WHAT IS BEING ASKED:
Rewrite every item below in full, requests included, and shift each x and y coordinate in the answer points up by 100, leaving the sample points inside the requests unchanged. Leave the pictures out of your answer.

[Stored data entries]
=======

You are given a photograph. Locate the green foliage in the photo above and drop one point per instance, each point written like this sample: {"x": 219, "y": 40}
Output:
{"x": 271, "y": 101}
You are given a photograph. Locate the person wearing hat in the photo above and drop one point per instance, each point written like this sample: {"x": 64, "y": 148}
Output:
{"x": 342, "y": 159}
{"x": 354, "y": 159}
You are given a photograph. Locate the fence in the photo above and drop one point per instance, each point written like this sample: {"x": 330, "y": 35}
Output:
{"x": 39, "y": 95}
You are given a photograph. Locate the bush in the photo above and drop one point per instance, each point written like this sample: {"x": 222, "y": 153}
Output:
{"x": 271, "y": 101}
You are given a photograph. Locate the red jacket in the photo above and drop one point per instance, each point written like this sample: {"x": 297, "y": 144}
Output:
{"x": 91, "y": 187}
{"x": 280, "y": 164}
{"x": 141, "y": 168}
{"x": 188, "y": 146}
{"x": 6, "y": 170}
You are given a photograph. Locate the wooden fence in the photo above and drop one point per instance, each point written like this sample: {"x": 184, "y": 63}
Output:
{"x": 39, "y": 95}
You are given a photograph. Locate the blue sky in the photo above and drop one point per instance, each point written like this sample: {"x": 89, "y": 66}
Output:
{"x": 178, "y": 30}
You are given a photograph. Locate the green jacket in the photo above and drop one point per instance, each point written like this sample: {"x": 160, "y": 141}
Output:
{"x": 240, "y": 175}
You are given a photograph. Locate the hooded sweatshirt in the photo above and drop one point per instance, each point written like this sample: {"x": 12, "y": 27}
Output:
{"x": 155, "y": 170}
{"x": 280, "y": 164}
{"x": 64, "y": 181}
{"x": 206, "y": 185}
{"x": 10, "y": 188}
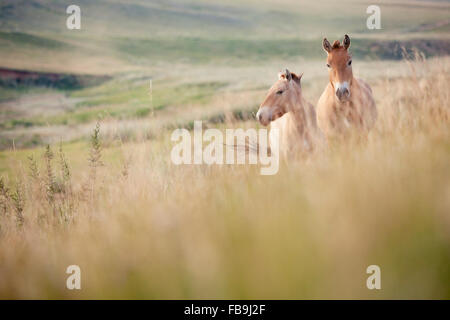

=======

TASK ANSWER:
You are given a photograph. Locate the green foliage in the photo above and drop one point per instance, each point written like this sample: {"x": 219, "y": 40}
Output:
{"x": 371, "y": 201}
You are given a photograph. Locate the person wearing hat in the photo above and drop one point per instance, each point written like this sample: {"x": 64, "y": 148}
Output:
{"x": 442, "y": 259}
{"x": 454, "y": 259}
You are given a photograph. Locate the fence in the photo above and drop one point per instance, each point written like this sample: {"x": 330, "y": 35}
Output:
{"x": 139, "y": 195}
You are given a photograph. Locate the bush in the photo above and drop one point per instance, each point written like this sample: {"x": 222, "y": 153}
Output:
{"x": 371, "y": 201}
You are given a photograph. Locate the red jacket in the photo above and drop one point per instance, each point written like this sample: {"x": 297, "y": 144}
Output:
{"x": 191, "y": 287}
{"x": 380, "y": 264}
{"x": 241, "y": 268}
{"x": 288, "y": 246}
{"x": 106, "y": 270}
You are given a photograph. Locate the wooden fence in the photo above and drop one point per instance, each point written like this sample: {"x": 184, "y": 63}
Output:
{"x": 139, "y": 195}
You are given a photograph. Locate the blue sky in the photo above and drop one point per instance, each point written like this sample: {"x": 89, "y": 66}
Output:
{"x": 278, "y": 130}
You are given a photograph. Locate the green jacket in the photo above and drop one point per instance, each point written like this sample: {"x": 160, "y": 141}
Output:
{"x": 340, "y": 275}
You are given a photograph. Locate the hooded sweatshirt in the photo above and drop one point per instance, each point written like this sample: {"x": 12, "y": 27}
Output:
{"x": 255, "y": 270}
{"x": 380, "y": 264}
{"x": 164, "y": 281}
{"x": 306, "y": 285}
{"x": 110, "y": 288}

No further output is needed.